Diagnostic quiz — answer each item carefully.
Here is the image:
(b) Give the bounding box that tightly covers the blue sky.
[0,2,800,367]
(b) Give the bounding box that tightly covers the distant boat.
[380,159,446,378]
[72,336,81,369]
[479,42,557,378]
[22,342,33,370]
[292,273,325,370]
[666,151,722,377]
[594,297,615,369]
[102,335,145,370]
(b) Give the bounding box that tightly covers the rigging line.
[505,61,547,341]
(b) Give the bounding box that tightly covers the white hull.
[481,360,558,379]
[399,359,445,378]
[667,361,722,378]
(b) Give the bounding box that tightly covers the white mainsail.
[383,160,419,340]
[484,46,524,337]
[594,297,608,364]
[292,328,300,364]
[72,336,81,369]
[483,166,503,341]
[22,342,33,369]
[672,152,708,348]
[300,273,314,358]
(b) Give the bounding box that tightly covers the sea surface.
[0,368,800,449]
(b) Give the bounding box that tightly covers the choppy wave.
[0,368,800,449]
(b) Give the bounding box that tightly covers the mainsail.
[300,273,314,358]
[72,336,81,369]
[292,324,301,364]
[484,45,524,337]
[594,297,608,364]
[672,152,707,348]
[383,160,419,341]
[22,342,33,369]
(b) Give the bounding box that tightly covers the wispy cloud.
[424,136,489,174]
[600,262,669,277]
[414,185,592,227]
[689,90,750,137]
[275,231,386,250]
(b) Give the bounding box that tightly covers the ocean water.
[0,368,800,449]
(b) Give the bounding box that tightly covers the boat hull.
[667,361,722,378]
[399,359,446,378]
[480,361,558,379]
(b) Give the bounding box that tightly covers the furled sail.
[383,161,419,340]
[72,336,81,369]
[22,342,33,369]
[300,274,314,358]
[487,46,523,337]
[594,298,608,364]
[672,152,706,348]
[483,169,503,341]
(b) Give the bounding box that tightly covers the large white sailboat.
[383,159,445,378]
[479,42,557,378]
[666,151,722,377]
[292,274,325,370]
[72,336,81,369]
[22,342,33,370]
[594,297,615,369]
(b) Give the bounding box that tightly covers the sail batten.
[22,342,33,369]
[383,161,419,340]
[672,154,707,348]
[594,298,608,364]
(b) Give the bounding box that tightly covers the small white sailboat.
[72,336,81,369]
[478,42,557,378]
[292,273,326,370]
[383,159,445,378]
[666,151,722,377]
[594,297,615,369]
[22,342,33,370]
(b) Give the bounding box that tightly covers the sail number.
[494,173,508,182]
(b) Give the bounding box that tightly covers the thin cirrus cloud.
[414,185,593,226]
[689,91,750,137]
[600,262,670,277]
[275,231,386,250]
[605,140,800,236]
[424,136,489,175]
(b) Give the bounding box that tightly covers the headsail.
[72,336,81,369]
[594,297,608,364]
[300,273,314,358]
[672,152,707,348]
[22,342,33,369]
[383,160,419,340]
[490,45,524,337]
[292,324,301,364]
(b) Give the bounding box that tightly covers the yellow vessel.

# [Written task]
Lift the full listing above out word for word, keeping every line in its original order and form.

# [Complete answer]
Diagnostic quiz — answer each item carefully.
Here is the image:
(b) Give the bounding box that tightly covers the blue sky.
[0,2,800,367]
(b) Give the bounding box that tightly covers the distant boat.
[380,159,446,378]
[72,336,81,369]
[479,42,557,378]
[22,342,33,370]
[292,273,325,370]
[666,151,722,377]
[594,297,615,369]
[102,335,145,370]
(b) Give the bounding box that tightly covers the rigging line.
[505,61,547,341]
(b) Give the bounding box that tightly covers the white hull.
[481,360,558,379]
[399,359,445,378]
[667,361,722,378]
(b) Give the bounding box that tightly covers the white mainsail.
[383,160,419,340]
[484,46,524,337]
[594,297,608,364]
[292,328,300,364]
[72,336,81,369]
[483,166,503,341]
[22,342,33,369]
[672,152,708,348]
[300,273,314,358]
(b) Give the bounding box that tightly covers the sea surface.
[0,368,800,449]
(b) Give the bounding box that tightly covers the choppy wave.
[0,368,800,449]
(b) Give the bounding box that tightly covers the mainsail.
[300,273,314,358]
[72,336,81,369]
[292,324,301,364]
[484,45,524,337]
[594,297,608,364]
[672,152,707,348]
[383,160,419,341]
[22,342,33,369]
(b) Give the bounding box that tightly covers the wispy cloud.
[424,136,489,174]
[600,262,669,277]
[414,185,592,227]
[689,90,750,137]
[275,231,386,250]
(b) Give the bounding box that tightly covers the ocean water.
[0,368,800,449]
(b) Give the bounding box that tightly covers the boat hull.
[667,361,722,378]
[399,359,446,378]
[480,361,558,379]
(b) Give the bounding box that tightly covers the furled sail.
[383,161,419,340]
[72,336,81,369]
[22,342,33,369]
[300,274,314,358]
[487,46,523,337]
[594,298,608,364]
[672,152,706,348]
[483,169,503,341]
(b) Give the bounding box that tightly covers the large white sailboat.
[383,159,445,378]
[479,42,557,378]
[666,151,722,377]
[292,274,325,370]
[72,336,81,369]
[22,342,33,370]
[594,297,615,369]
(b) Give the bounding box that tightly covers the sail batten.
[22,342,33,369]
[383,161,419,340]
[672,154,707,348]
[594,298,608,364]
(b) Give the bounding box that tightly covers the small white sailboat.
[72,336,81,369]
[478,42,557,378]
[292,273,326,370]
[383,159,445,378]
[666,151,722,377]
[594,297,615,369]
[22,342,33,370]
(b) Give the bounding box that tightly covers the sail number.
[494,173,508,182]
(b) Give the bounding box that tightly covers the thin cirrus cloud.
[414,185,593,226]
[689,91,750,137]
[600,262,670,277]
[275,231,386,250]
[605,140,800,236]
[424,136,489,175]
(b) Give the bounding box that tightly covers the headsail.
[72,336,81,369]
[594,297,608,364]
[300,273,314,358]
[672,152,707,348]
[22,342,33,369]
[383,160,419,340]
[490,45,524,337]
[292,324,301,364]
(b) Give the bounding box that tightly covers the yellow vessel.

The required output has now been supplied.